● Quoted passage
# # # # #
The method of ‘living history circles’ was used to record survivor narratives. This method followed Barbara Myerhoff’s model of group interviewing with Jewish holocaust survivors living in a seniors’ residence in Venice, California (Myerhoff 1978), and a methodology I had developed in other TNCHP projects (Howard 2004; Sanderson and Howard-Bobiwash 1997). Living history circles were organized in response to interest within the community, and were based on the ‘sharing circle’ form of group communication commonly used in the community for social, cultural, service, therapeutic, and other activities. In the physical space of the circle, no particular position is privileged over others. Participants speak one after the other, say as little or as much as they want to, with the option to pass. The underlying principle is that each voice, experience, or contribution is significant and relevant.
Previous to this specific project focused on food, the TNCHP had held living history circles on residential school experience more broadly, and an earlier oral history project conducted in the 1980s had recorded community member memories of residential school relevant to this project (Howard 2004).
# # # # #
● Complete the following
(a) From the passage on living history circles, output word for word the part that opens with the words "Previous to this" and closes with "project (Howard 2004).".
(b) Rewrite the paragraph of the living history circles passage that begins "The method of ‘living history circles’" as a shorter list that keeps its main facts.

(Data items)
# # # # #
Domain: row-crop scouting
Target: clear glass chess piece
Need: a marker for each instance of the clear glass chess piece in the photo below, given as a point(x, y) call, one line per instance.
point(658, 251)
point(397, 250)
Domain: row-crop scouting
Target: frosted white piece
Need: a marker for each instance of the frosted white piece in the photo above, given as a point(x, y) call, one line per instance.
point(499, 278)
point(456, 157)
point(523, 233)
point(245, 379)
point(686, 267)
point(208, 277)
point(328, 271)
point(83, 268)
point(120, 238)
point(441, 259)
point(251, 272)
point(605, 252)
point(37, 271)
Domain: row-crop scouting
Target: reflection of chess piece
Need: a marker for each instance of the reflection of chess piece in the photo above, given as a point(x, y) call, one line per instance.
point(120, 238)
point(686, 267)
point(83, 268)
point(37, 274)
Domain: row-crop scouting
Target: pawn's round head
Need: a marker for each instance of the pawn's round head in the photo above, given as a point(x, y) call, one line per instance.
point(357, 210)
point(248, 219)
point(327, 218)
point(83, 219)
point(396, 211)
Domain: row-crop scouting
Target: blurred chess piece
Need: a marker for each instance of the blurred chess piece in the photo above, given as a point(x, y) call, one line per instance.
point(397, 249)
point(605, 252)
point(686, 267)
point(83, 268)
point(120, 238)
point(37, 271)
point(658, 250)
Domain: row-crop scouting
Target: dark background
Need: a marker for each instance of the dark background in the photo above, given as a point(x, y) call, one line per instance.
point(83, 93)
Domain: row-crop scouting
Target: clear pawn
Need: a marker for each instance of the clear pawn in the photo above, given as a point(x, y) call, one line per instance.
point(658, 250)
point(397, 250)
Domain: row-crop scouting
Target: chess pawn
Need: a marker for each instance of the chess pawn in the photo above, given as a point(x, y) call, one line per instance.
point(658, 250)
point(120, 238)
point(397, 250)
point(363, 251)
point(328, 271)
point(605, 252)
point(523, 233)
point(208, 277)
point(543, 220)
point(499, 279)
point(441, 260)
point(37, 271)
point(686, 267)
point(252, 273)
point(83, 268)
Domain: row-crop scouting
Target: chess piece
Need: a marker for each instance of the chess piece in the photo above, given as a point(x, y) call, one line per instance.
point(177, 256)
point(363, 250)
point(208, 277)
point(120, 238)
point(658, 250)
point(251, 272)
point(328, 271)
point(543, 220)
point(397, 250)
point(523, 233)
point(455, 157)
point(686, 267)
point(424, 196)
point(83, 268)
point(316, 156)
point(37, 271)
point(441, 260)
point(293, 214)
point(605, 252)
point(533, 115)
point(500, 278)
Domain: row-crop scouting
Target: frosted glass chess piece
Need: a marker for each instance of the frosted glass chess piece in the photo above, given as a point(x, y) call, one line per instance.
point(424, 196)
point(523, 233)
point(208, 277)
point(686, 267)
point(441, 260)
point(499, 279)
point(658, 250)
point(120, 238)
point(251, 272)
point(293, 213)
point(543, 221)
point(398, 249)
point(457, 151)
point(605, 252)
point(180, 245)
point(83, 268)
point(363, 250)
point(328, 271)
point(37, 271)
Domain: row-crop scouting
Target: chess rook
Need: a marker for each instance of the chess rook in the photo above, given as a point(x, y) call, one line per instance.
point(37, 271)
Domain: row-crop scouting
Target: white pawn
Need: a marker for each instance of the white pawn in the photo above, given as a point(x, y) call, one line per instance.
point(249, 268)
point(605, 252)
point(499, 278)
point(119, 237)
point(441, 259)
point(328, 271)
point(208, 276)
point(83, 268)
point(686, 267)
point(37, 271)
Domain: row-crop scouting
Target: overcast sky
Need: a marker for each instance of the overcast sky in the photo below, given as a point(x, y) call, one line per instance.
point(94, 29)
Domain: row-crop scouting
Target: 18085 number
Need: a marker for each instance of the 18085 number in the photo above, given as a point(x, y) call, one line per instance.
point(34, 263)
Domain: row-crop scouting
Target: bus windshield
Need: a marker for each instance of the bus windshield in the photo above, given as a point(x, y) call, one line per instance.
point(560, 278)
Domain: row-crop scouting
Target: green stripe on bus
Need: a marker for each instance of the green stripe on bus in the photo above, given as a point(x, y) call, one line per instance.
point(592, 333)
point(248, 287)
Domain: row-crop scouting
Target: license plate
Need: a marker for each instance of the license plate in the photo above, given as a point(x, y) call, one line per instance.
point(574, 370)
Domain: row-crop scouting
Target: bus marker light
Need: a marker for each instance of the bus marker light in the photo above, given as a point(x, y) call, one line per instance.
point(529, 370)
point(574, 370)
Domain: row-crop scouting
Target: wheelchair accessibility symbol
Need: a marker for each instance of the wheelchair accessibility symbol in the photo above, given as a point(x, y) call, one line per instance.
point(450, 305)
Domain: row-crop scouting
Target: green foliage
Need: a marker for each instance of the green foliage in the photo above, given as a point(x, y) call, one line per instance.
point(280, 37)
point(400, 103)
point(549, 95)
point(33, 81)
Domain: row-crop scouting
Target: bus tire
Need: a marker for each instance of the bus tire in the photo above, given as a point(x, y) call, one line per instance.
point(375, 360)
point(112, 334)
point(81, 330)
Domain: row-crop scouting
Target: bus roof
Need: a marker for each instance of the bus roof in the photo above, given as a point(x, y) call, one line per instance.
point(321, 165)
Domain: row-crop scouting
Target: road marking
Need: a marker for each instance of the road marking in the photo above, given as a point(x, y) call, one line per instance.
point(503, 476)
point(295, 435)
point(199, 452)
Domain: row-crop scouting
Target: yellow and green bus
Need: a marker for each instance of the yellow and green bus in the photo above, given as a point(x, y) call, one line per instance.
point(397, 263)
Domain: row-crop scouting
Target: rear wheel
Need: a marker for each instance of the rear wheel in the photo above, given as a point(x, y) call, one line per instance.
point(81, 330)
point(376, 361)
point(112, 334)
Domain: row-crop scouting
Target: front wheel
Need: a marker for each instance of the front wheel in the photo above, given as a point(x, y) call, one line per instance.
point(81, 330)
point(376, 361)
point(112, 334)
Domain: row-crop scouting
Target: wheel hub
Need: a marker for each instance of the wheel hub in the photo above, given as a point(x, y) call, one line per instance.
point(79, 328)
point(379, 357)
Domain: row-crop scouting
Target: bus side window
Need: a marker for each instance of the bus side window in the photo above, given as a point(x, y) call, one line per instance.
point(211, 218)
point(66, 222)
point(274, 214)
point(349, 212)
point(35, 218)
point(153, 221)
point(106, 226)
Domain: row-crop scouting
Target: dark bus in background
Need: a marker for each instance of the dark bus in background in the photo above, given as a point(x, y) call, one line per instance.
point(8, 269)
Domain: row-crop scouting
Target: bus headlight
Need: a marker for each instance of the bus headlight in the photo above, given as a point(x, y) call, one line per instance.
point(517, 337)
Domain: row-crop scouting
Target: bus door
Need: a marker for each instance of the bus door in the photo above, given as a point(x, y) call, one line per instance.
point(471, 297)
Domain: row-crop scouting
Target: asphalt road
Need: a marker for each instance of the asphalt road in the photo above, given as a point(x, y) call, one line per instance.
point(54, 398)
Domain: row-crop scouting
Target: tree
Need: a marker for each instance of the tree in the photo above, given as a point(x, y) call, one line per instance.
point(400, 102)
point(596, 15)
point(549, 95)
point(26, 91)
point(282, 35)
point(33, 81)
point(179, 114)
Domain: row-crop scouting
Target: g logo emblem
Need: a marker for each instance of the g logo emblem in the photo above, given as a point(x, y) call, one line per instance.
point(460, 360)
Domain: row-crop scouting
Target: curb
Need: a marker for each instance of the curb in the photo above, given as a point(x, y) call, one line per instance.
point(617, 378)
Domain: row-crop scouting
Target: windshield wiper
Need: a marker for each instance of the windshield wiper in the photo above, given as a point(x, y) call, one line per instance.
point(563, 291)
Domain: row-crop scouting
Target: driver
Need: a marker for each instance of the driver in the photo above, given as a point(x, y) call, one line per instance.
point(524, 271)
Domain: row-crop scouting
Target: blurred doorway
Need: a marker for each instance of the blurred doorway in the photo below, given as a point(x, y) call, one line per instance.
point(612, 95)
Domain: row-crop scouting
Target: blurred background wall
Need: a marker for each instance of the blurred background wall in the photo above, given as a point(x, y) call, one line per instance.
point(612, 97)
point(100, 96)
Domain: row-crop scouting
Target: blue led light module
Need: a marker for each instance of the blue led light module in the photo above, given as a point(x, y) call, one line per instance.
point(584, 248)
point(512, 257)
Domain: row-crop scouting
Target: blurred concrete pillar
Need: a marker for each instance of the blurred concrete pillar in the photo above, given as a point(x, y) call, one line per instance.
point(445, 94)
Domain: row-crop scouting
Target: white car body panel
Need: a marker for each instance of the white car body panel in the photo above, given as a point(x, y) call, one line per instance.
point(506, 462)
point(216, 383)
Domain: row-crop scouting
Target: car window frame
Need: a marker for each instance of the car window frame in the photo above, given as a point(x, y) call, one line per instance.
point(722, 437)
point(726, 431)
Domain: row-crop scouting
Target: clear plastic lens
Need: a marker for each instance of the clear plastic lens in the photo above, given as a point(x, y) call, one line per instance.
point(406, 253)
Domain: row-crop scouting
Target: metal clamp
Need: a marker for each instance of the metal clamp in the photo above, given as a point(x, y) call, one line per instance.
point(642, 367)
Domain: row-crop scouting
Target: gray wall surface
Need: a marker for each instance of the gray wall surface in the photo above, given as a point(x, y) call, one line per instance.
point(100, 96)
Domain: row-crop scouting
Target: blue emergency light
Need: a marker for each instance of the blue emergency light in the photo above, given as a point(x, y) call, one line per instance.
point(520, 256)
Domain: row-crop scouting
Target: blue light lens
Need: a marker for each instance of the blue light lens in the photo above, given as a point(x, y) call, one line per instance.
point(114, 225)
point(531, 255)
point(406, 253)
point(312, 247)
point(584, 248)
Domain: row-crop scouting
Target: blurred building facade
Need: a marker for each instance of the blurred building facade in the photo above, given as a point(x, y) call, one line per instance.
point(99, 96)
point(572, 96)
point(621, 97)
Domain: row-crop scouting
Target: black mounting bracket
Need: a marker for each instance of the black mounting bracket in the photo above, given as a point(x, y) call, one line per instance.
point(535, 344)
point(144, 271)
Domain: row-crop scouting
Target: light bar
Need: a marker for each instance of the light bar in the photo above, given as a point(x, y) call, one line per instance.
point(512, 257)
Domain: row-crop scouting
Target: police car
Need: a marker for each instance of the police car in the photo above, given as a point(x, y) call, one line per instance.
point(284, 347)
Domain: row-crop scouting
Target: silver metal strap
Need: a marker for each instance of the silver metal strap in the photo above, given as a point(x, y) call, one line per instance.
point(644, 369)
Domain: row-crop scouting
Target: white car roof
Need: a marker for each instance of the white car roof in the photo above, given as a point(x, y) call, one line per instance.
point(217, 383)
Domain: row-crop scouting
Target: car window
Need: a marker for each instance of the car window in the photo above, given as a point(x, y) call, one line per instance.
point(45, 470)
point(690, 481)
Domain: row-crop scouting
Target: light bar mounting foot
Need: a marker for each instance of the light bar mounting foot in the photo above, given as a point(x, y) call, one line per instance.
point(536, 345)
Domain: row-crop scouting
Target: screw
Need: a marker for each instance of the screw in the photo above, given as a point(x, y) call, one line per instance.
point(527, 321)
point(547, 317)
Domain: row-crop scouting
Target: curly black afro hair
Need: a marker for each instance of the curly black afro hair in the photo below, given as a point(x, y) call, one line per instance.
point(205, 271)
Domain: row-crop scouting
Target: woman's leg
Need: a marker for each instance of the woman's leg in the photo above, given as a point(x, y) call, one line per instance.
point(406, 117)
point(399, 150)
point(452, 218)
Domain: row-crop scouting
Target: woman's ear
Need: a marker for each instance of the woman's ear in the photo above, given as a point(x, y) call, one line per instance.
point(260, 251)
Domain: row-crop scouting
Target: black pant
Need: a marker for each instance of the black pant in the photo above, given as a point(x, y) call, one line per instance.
# # # # #
● Answers below
(a)
Previous to this specific project focused on food, the TNCHP had held living history circles on residential school experience more broadly, and an earlier oral history project conducted in the 1980s had recorded community member memories of residential school relevant to this project (Howard 2004).

(b)
- Survivor narratives were recorded through living history circles.
- The method followed Barbara Myerhoff's model of group interviews with Jewish holocaust survivors in a Venice, California seniors' residence (Myerhoff 1978). It also drew on a methodology developed in other TNCHP projects (Howard 2004; Sanderson and Howard-Bobiwash 1997).
- The circles were organized in response to community interest.
- They were based on the sharing circle, a form of group communication the community commonly uses for social, cultural, service, therapeutic, and other activities.
- No position in the circle is privileged over others.
- Participants speak in turn, say as much or as little as they like, and may pass.
- The underlying principle is that every voice, experience, or contribution is significant and relevant.